Copy out every entry, keeping each character the same.

Exercise materials Block Start

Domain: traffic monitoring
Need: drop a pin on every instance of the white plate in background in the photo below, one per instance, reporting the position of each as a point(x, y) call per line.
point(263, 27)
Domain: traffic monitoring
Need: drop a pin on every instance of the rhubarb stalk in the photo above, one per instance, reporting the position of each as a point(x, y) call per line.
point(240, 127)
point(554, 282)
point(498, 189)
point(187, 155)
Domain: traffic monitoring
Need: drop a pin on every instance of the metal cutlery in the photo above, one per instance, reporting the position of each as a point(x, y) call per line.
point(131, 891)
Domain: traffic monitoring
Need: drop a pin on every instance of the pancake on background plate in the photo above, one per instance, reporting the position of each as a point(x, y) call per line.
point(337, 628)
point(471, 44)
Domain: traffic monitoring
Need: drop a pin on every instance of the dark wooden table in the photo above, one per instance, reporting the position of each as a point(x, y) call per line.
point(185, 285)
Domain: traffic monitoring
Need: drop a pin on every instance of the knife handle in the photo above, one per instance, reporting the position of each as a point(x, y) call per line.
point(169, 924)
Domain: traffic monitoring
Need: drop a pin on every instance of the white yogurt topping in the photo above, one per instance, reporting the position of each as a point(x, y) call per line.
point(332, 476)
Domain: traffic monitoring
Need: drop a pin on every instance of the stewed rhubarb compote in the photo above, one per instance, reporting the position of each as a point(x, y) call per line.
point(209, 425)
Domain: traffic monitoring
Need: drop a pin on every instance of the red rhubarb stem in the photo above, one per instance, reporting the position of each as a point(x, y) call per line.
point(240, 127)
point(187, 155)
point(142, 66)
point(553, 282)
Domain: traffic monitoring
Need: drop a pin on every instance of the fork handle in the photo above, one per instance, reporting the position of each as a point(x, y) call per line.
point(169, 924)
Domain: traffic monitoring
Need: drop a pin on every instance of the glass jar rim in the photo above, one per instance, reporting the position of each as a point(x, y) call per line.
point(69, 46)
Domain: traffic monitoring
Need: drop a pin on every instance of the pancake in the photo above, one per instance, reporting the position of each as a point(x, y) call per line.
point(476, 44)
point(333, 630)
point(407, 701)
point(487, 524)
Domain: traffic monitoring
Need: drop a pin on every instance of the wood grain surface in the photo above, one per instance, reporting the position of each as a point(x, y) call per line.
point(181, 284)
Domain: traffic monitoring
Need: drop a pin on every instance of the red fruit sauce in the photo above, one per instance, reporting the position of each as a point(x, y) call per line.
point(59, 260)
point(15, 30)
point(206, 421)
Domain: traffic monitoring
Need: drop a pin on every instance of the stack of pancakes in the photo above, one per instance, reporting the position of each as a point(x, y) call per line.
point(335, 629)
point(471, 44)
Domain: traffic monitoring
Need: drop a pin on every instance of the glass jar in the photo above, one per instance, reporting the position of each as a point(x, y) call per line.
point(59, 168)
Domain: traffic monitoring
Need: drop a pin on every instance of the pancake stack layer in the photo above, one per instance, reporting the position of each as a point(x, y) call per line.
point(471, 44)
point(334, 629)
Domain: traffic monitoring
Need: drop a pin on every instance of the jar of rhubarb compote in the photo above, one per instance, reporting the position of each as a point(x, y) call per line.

Exercise materials Block End

• [Written answer]
Domain: traffic monitoring
Need: drop a pin on every instance of the white plate in background in the photo below, one per instance, reporting the position of each as a point(x, y) call per line.
point(263, 27)
Domain: traffic monitoring
Need: drop a pin on every instance of the rhubarb stalk in the photo above, one per instance, reporting the position of each as a point(x, y) call per line.
point(240, 127)
point(554, 282)
point(498, 189)
point(187, 155)
Domain: traffic monitoring
Need: drop a pin on every instance of the metal cutlery in the photo above, one per instance, reporting the position of each as a point(x, y) call per line.
point(131, 891)
Domain: traffic monitoring
Need: drop a pin on every instance of the pancake on background plate in the photo above, one per instance, reporting the position of each as a point(x, y) call per line.
point(337, 628)
point(471, 44)
Domain: traffic monitoring
Need: drop a pin on every instance of the dark wooden table in the photo above, one per instance, reporting the position of each as a point(x, y) call per line.
point(185, 285)
Domain: traffic monitoring
Need: drop a pin on every instance of the knife handle in the photo above, one per instance, reporting the position of each as a point(x, y) call per line.
point(169, 924)
Domain: traffic monitoring
Need: drop a pin on every instance of the white yogurt topping in the photo above, one per instance, reporting the position of each as a point(x, y) call per line.
point(332, 476)
Domain: traffic monitoring
Need: drop a pin on every instance of the stewed rhubarb compote in the photo above, one per instance, reporting the position of each as a point(x, y) call per line.
point(209, 425)
Domain: traffic monitoring
Need: drop a pin on every instance of the red rhubarb stem in the photo above, one per instance, reporting the position of each as a point(x, y) call per line.
point(240, 127)
point(187, 155)
point(142, 66)
point(553, 282)
Domain: traffic monitoring
Need: drop a pin on every instance of the fork handle in the photo above, one per instance, reporting the position of each as a point(x, y) call per line.
point(169, 924)
Domain: traffic monitoring
Need: drop a pin on every instance of the glass jar rim in the photo above, one per instance, reporting the position of each as a point(x, y) call per line.
point(69, 46)
Domain: traffic monitoring
Need: drop a pin on every instance of the pancake in the photo above, one per instance, reporting the position of each as a point(x, y) call per line.
point(476, 44)
point(333, 630)
point(407, 701)
point(487, 524)
Domain: traffic monitoring
Need: drop a pin on every instance of the wood grain surface in the photo above, one per instance, reporting the position of each as a point(x, y) call per line.
point(181, 284)
Domain: traffic monitoring
Need: drop a pin on every instance of the red fruit sauce in the photo above, one per instance, reporting the position of each as a point(x, y) call per line.
point(59, 260)
point(15, 30)
point(206, 421)
Domain: traffic monitoring
Need: drop a pin on every instance of the stack of pancakes in the photo above, one per instance, reporting the position of each as a point(x, y) call per line.
point(335, 629)
point(471, 44)
Domain: traffic monitoring
Need: drop a pin on every instance of the glass jar in the photo above, one per instance, reporting the position of each as a point(x, y) call per line.
point(59, 168)
Domain: traffic monitoring
Need: drop a pin on every instance of the pancake stack layer in the photo above, one per instance, reporting the position of each as a point(x, y) call per line.
point(471, 44)
point(334, 629)
Domain: traffic monitoring
Need: drop a pin on every instance of the jar of rhubarb compote in the photo above, one per instance, reporting the position of each as a point(x, y) call per line.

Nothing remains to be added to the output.